_Extract provided_
Obama's Afghanistan Surprise

Troops in Afghanistan David Guttenfelder/AP Many who voted for him have cheered Obama's plan to withdraw from Iraq, but they may be dismayed to learn just how long and deep a commitment he's considering for Afghanistan.

The recent US missile attacks on Taliban compounds in North and South Waziristan, which killed some 11 foreign fighters and at least 13 Pakistani villagers, are the latest in a series of similar operations since last summer that have laid bare the incoherence of current US military strategy in Afghanistan.

There is little evidence, former US military officers say, that the cross-border operations into Pakistan, like the US helicopter raid into Syria on October 26, were part of any cohesive US strategic mission. Indeed, the mounting collateral damage in civilian lives and angry regional governments is viewed by these former officers as contrary to the military and diplomatic interests of the United States—and can only complicate the tasks ahead in the region for Barack Obama.

“Until we have a defined strategic end state, it’s very hard to come up with the intermediate objectives,” said Nathaniel Fick, a former Marine captain and fellow at Washington’s Center for a New American Security. “What are we trying to achieve in Afghanistan?”

The danger is that Petraeus’s full-blown, can-do, war-fighting doctrine will so dazzle the usually cautious but change-minded new president that Afghanistan policy could well turn into a “Yes, we can!” trap.

On January 20, President-elect Obama, who has long identified Afghanistan, not Iraq, as the real front in the US war on terrorism, will inherit a deteriorating military situation and daunting obstacles in his efforts to transfer US military resources to Afghanistan. Obama already has helped shape a consensus that the strategic objective of the 60,000-strong American-led coalition in Afghanistan should be to take the battle to resurgent Taliban and Al Qaeda terrorists, and to deny them bases and training camps in the remote border areas of Afghanistan and Pakistan.

_Stated goal_
Print, word for word, the stretch of the Afghanistan strategy article from "Obama's Afghanistan Surprise" through "strategy in Afghanistan.".

(Raw records)
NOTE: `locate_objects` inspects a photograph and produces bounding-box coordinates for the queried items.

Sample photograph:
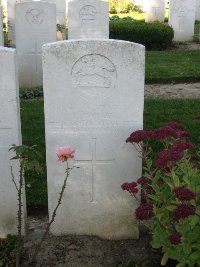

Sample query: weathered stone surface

[145,0,165,22]
[0,1,4,46]
[169,0,196,42]
[43,39,144,239]
[7,0,66,47]
[68,0,109,39]
[15,2,56,88]
[0,47,25,238]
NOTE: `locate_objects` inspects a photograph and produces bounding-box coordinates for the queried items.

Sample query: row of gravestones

[145,0,200,41]
[0,0,199,239]
[0,0,200,88]
[0,0,144,239]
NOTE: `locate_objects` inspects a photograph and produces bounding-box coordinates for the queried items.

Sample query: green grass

[21,100,47,212]
[21,99,200,213]
[146,50,200,83]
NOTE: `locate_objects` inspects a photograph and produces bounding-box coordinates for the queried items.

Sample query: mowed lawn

[145,50,200,83]
[21,99,200,211]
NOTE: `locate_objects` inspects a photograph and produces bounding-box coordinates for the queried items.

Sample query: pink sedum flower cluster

[56,146,75,162]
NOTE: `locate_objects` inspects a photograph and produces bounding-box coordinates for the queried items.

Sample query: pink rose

[56,146,75,162]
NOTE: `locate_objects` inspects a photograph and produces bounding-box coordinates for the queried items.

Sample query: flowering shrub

[121,122,200,267]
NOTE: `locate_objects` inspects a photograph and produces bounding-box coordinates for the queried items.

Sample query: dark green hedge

[110,20,174,50]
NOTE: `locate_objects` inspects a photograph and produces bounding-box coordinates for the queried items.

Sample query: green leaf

[166,205,176,211]
[189,251,200,262]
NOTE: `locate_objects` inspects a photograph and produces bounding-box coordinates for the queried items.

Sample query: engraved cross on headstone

[29,42,42,73]
[75,138,115,203]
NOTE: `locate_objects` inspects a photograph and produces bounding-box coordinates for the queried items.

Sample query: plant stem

[33,162,70,258]
[16,159,24,267]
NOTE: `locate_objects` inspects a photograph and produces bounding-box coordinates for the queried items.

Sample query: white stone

[0,47,26,238]
[169,0,196,42]
[7,0,66,47]
[145,0,165,22]
[0,1,4,46]
[195,0,200,20]
[43,39,144,239]
[68,0,109,39]
[15,2,56,88]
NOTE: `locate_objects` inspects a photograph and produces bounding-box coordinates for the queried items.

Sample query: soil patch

[22,217,175,267]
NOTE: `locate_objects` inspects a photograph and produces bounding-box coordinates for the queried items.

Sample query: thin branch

[10,166,19,192]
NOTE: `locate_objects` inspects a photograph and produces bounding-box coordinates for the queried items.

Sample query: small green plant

[19,87,43,99]
[122,120,200,267]
[0,235,17,267]
[117,261,148,267]
[9,145,42,267]
[29,146,78,263]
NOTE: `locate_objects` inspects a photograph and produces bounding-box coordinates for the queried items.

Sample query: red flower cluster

[135,203,153,221]
[172,204,196,220]
[169,232,182,246]
[137,176,149,184]
[121,182,138,194]
[126,130,153,144]
[156,149,183,169]
[173,186,196,201]
[153,125,178,140]
[172,141,195,152]
[177,131,192,138]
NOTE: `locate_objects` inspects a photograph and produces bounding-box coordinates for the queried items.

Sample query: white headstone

[169,0,196,42]
[7,0,66,47]
[43,39,144,239]
[68,0,109,39]
[0,47,25,238]
[195,0,200,20]
[145,0,165,22]
[15,2,56,88]
[0,1,4,46]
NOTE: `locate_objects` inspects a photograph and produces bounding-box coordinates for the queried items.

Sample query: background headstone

[132,0,147,12]
[7,0,66,47]
[0,1,4,46]
[0,47,26,238]
[68,0,109,39]
[145,0,165,22]
[169,0,196,42]
[195,0,200,20]
[16,2,56,88]
[43,39,144,239]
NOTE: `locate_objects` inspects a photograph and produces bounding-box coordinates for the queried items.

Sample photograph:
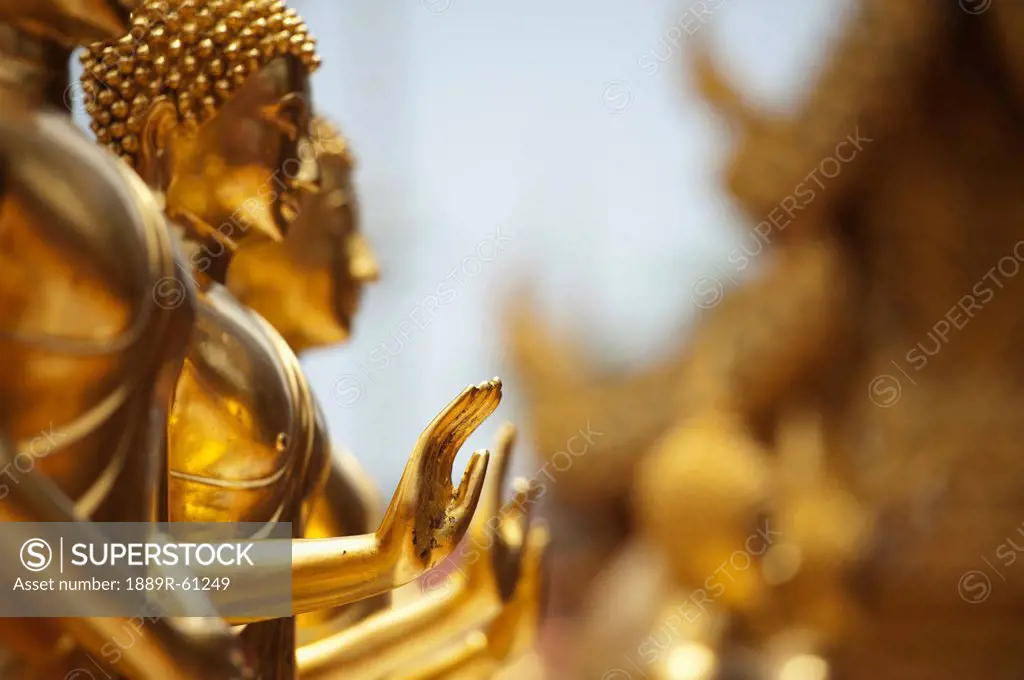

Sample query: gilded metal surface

[0,0,539,680]
[298,425,531,678]
[635,0,1024,680]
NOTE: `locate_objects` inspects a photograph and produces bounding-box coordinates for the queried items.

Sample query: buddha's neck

[0,23,70,114]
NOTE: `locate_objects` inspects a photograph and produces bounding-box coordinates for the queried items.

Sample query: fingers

[445,451,490,546]
[470,423,516,542]
[411,378,502,485]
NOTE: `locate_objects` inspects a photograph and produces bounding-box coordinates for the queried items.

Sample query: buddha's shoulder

[0,111,174,290]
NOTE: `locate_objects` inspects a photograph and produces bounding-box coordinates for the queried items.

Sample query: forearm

[297,577,500,678]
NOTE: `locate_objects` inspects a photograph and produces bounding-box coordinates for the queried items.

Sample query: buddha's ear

[136,96,178,192]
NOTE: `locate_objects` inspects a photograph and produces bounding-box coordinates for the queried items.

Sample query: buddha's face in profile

[83,0,377,350]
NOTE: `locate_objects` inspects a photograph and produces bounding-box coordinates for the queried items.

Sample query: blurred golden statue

[0,0,532,679]
[635,0,1024,680]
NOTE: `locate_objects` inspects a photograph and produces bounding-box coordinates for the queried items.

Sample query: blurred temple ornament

[635,0,1024,680]
[0,0,546,680]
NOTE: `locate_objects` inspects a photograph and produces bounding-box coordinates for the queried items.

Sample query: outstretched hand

[377,378,502,581]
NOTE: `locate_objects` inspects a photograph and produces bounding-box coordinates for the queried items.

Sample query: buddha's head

[82,0,376,350]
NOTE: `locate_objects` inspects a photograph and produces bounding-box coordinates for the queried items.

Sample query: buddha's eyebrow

[259,92,309,141]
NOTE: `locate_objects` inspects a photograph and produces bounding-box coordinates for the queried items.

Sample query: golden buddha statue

[298,424,546,678]
[0,0,251,680]
[635,0,1024,680]
[72,0,544,678]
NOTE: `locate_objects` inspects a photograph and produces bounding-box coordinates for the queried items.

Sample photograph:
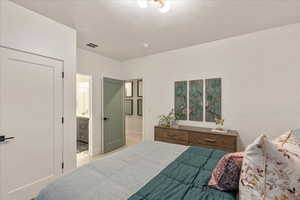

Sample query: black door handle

[0,135,15,142]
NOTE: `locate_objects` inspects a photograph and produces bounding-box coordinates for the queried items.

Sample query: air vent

[86,43,98,48]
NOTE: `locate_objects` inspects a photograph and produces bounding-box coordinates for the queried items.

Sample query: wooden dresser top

[155,126,239,137]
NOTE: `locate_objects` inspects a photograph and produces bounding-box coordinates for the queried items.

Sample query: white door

[0,48,63,200]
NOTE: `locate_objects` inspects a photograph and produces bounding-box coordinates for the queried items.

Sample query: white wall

[0,0,76,170]
[125,79,143,135]
[77,49,123,155]
[123,24,300,149]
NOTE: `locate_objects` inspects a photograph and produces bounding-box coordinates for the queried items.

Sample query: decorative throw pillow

[240,130,300,200]
[265,130,300,200]
[239,135,266,200]
[208,152,243,192]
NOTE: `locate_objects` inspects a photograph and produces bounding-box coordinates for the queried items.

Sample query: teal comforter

[129,147,236,200]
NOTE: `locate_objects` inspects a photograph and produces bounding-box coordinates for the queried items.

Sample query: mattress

[37,141,188,200]
[129,147,236,200]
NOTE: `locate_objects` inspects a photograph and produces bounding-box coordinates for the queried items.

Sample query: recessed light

[86,43,99,48]
[143,43,150,48]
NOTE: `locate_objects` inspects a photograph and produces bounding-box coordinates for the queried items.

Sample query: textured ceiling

[12,0,300,60]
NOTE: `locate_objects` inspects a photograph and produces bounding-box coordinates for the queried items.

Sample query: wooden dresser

[154,126,238,152]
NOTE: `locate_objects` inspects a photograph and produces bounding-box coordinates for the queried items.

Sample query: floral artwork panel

[175,81,187,120]
[205,78,222,122]
[189,80,204,121]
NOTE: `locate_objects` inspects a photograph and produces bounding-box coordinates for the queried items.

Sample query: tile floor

[77,135,142,167]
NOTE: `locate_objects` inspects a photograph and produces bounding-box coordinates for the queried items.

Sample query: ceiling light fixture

[138,0,171,13]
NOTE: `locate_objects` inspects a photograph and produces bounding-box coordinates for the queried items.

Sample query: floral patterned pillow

[239,135,266,200]
[208,152,243,192]
[240,130,300,200]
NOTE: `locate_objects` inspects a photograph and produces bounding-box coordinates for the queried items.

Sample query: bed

[37,141,235,200]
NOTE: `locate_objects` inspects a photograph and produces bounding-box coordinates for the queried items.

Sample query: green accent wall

[175,81,187,120]
[205,78,222,122]
[189,80,204,121]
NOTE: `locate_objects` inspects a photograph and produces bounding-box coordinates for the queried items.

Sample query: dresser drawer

[189,133,236,151]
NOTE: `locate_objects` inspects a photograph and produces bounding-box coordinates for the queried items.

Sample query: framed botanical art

[137,99,143,116]
[125,99,133,115]
[205,78,222,122]
[137,80,143,97]
[174,81,188,120]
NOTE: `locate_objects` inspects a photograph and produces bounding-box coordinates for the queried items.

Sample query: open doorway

[124,79,143,146]
[76,74,92,167]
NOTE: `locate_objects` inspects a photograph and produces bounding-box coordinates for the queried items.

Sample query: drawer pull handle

[205,138,217,143]
[167,134,176,138]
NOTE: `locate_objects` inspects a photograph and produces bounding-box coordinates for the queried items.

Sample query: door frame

[0,45,67,199]
[100,74,126,154]
[76,72,95,156]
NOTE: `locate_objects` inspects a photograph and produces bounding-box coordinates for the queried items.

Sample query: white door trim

[100,73,126,153]
[0,47,64,199]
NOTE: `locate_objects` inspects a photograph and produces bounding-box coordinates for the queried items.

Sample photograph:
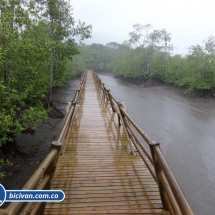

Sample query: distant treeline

[78,24,215,95]
[0,0,91,178]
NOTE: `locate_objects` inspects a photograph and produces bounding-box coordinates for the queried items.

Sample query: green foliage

[109,24,215,93]
[0,0,92,176]
[0,159,12,180]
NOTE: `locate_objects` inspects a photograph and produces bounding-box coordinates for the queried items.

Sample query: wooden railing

[0,73,86,215]
[93,73,194,215]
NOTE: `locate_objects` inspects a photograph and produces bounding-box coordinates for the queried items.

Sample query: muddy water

[100,75,215,215]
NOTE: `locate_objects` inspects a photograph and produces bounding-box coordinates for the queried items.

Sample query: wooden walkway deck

[44,72,169,215]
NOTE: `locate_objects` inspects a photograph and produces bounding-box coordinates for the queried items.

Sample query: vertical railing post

[116,102,136,156]
[149,141,168,210]
[107,90,116,112]
[36,141,62,215]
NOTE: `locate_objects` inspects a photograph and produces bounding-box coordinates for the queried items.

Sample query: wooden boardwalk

[44,72,169,215]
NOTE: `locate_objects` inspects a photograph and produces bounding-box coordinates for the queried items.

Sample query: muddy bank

[1,78,80,190]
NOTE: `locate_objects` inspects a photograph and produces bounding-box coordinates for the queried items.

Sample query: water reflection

[100,75,215,215]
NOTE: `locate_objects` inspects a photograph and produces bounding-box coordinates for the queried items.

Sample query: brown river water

[2,74,215,215]
[99,74,215,215]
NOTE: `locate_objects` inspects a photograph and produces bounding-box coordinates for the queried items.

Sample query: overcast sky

[70,0,215,54]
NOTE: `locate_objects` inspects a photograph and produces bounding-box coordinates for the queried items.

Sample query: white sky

[70,0,215,54]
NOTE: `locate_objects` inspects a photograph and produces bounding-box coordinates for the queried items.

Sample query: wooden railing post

[107,90,116,112]
[149,141,169,210]
[116,102,136,156]
[35,141,62,215]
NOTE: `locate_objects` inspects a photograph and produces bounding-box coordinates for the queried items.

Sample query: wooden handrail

[0,73,86,215]
[93,72,194,215]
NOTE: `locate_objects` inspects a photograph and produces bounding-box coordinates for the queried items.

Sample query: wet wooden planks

[44,72,169,214]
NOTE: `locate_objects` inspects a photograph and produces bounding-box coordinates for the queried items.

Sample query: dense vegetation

[0,0,91,178]
[79,24,215,95]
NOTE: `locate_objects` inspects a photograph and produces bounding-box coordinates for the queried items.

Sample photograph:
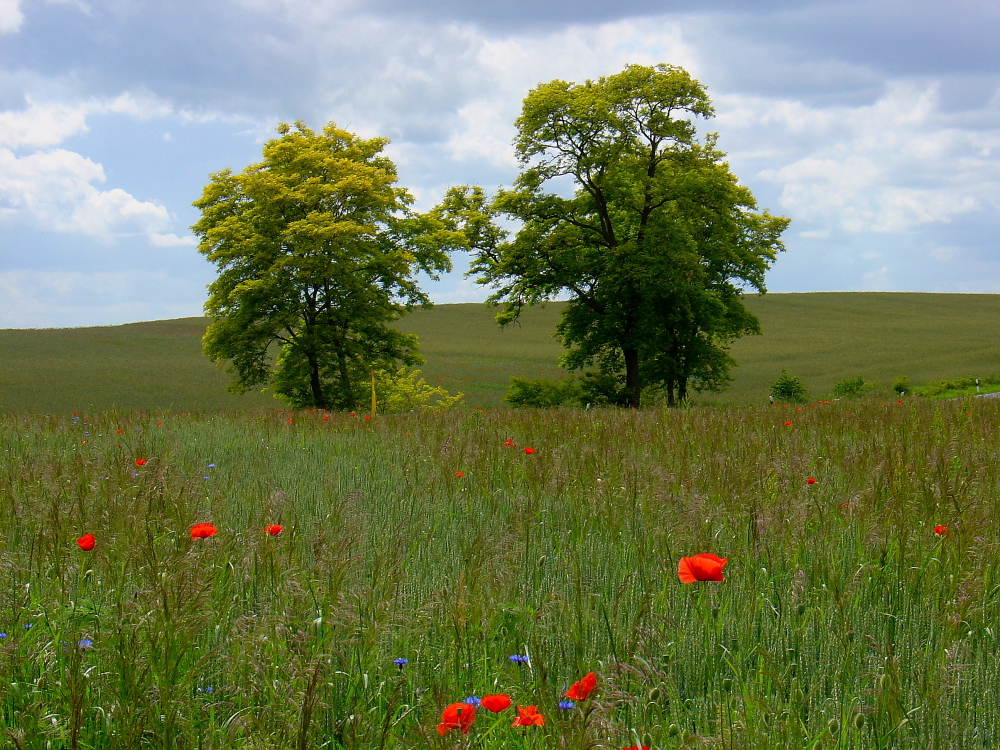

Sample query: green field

[0,292,1000,413]
[0,399,1000,750]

_Solution to this exercise_
Obama's Afghanistan Surprise

Troops in Afghanistan David Guttenfelder/AP Many who voted for him have cheered Obama's plan to withdraw from Iraq, but they may be dismayed to learn just how long and deep a commitment he's considering for Afghanistan.

The recent US missile attacks on Taliban compounds in North and South Waziristan, which killed some 11 foreign fighters and at least 13 Pakistani villagers, are the latest in a series of similar operations since last summer that have laid bare the incoherence of current US military strategy in Afghanistan.